• [Data rows]
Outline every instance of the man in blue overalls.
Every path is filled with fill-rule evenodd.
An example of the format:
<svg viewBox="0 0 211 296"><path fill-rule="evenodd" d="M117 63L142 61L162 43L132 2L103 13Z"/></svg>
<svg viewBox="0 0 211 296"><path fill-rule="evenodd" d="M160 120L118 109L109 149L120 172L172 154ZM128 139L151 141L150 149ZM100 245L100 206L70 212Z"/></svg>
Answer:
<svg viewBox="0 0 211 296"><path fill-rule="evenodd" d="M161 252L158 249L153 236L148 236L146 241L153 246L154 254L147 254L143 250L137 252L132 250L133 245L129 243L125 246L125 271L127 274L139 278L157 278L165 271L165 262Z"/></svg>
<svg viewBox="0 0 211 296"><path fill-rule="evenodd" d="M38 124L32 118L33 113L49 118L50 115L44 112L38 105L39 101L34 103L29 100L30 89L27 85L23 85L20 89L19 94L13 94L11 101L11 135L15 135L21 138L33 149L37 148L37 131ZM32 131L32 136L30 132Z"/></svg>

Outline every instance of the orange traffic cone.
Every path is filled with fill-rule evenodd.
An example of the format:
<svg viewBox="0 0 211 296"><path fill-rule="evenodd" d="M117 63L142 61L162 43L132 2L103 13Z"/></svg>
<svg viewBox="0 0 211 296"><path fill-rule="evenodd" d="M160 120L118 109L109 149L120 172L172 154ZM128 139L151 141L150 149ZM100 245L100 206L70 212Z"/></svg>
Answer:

• [Aim of the task]
Rewrite these lines with "Outline every instance" changed to "Draw a polygon around each instance" wherever it occurs, leaving everything else the same.

• [Expected answer]
Draw a polygon around each instance of the man in blue overalls.
Every path is filled with fill-rule evenodd.
An example of the format:
<svg viewBox="0 0 211 296"><path fill-rule="evenodd" d="M117 63L142 61L162 43L132 2L103 13Z"/></svg>
<svg viewBox="0 0 211 296"><path fill-rule="evenodd" d="M160 120L118 109L109 149L120 172L172 154ZM128 139L151 141L150 149ZM100 245L100 206L70 212Z"/></svg>
Answer:
<svg viewBox="0 0 211 296"><path fill-rule="evenodd" d="M161 252L158 249L153 236L148 236L146 241L153 246L154 254L147 254L143 250L137 252L132 250L133 245L129 243L125 246L125 271L127 274L139 278L157 278L165 271L165 262Z"/></svg>
<svg viewBox="0 0 211 296"><path fill-rule="evenodd" d="M38 124L32 118L33 113L49 118L50 115L44 112L38 105L39 101L34 103L29 100L30 89L27 85L23 85L20 89L19 94L13 94L11 101L11 135L15 135L21 138L33 149L37 148L37 131ZM32 131L32 136L30 132Z"/></svg>

Draw a polygon around each instance of the orange traffic cone.
Every path is filled with fill-rule evenodd.
An example of the format:
<svg viewBox="0 0 211 296"><path fill-rule="evenodd" d="M117 63L142 61L162 43L132 2L103 13Z"/></svg>
<svg viewBox="0 0 211 296"><path fill-rule="evenodd" d="M160 120L118 109L109 149L120 172L172 154ZM128 139L151 141L150 149ZM100 245L100 206L70 212Z"/></svg>
Answer:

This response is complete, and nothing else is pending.